Write out the lines exactly as they appear, from the start of the items up to and including the line containing "174L956 148L902 153L829".

++++ Supplied records

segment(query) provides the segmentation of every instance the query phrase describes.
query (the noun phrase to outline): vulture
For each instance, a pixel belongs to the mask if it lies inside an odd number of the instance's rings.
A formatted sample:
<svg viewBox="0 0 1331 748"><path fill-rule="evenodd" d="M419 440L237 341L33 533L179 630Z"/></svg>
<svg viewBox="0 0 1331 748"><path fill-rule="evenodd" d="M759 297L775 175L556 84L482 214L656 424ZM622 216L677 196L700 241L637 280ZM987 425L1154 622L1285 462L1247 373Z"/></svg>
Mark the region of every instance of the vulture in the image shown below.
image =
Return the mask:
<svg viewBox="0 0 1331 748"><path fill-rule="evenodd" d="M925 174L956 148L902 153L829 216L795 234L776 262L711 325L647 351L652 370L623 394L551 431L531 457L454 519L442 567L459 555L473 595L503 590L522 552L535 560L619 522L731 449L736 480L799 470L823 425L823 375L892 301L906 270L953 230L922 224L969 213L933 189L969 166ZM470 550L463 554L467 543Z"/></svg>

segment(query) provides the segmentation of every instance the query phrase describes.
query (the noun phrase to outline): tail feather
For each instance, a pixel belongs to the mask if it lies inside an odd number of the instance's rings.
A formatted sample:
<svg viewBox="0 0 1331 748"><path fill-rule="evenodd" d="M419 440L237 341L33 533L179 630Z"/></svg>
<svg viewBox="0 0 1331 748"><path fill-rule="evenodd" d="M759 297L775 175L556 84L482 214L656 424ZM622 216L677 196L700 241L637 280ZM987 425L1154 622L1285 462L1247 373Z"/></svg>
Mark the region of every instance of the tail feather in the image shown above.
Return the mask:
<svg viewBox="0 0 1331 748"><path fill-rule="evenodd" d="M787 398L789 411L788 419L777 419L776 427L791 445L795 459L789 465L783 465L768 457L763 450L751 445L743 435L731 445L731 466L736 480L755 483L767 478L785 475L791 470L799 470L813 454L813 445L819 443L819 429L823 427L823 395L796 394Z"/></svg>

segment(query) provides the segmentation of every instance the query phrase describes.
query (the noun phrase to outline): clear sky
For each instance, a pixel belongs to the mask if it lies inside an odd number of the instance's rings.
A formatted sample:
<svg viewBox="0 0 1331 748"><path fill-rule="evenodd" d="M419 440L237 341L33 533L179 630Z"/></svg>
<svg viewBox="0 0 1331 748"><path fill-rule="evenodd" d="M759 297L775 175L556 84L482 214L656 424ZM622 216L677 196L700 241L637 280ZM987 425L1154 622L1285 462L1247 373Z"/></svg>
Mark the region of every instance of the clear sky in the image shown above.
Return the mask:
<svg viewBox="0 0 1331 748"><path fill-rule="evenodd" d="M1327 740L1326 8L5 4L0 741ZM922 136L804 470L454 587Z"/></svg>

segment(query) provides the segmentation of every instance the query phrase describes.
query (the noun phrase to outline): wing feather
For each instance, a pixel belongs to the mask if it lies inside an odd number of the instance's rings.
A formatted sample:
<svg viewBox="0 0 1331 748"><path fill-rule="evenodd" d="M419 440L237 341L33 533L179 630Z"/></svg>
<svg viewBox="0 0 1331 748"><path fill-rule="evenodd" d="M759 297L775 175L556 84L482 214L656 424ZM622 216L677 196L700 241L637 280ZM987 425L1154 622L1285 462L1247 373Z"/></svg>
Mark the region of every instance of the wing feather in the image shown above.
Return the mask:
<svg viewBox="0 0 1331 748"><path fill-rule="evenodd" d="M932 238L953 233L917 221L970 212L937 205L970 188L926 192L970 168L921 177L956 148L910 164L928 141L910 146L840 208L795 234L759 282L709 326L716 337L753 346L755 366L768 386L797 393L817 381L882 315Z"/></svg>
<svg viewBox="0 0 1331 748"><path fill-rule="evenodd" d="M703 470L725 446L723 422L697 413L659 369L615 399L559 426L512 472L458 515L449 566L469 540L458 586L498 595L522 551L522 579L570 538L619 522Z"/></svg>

++++++++

> _Result below_
segment(query) provides the segmentation of every instance the query phrase describes.
query (the noun phrase to outline): vulture
For each instance, a pixel belongs to the mask if it lies inside an odd number of the instance's rings.
A formatted sample:
<svg viewBox="0 0 1331 748"><path fill-rule="evenodd" d="M419 440L237 341L33 533L179 630Z"/></svg>
<svg viewBox="0 0 1331 748"><path fill-rule="evenodd" d="M759 297L775 175L556 84L482 214L656 424ZM622 216L677 196L700 241L637 280ZM987 425L1154 622L1285 462L1247 373Z"/></svg>
Mark the region of every instance of the vulture in the image shown below.
image =
Return the mask:
<svg viewBox="0 0 1331 748"><path fill-rule="evenodd" d="M925 174L956 148L902 153L829 216L795 234L776 262L711 325L647 351L652 370L623 394L551 431L531 457L454 519L442 567L459 555L473 595L503 590L522 552L535 560L619 522L731 449L736 480L799 470L823 425L823 375L892 301L906 270L953 230L922 224L969 213L933 189L969 166ZM470 550L463 554L467 543Z"/></svg>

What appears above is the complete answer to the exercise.